Return only the lines starting at the line that contains "staircase and report the pixel coordinates." and ending with the final line of the listing; include both endpoints.
************
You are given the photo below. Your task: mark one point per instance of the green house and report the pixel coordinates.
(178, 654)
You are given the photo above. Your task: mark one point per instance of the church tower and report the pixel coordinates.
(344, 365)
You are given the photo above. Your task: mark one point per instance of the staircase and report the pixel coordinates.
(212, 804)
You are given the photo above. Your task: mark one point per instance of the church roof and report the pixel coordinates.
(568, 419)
************
§ Solved problem
You are given the photo above. Your task: mark one point per instance of the staircase and report the pixel coordinates.
(212, 804)
You are given the photo above. Your task: mark one point per instance of the church roof and report the pixel coordinates.
(568, 419)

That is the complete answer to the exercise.